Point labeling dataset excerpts
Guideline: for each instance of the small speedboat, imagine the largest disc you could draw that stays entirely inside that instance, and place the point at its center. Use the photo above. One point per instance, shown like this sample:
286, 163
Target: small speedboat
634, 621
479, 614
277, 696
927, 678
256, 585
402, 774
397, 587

Written request
Reproduce every line of the records above and rescale each answer coordinate by multiplying it by 2 and rounding to a whole number, with halves rounded up. Leave all other lines unchanged, including the sample coordinate pair.

The solution
Guideline: for each instance of the small speedboat, imagine the largest disc you could draw that stays entirely inside that instance, and place the point at its center. Use the photo above. One point per instance, shown like this sample:
286, 163
Target: small speedboat
1268, 1242
958, 1228
554, 1392
1854, 1356
512, 1170
804, 1548
794, 1174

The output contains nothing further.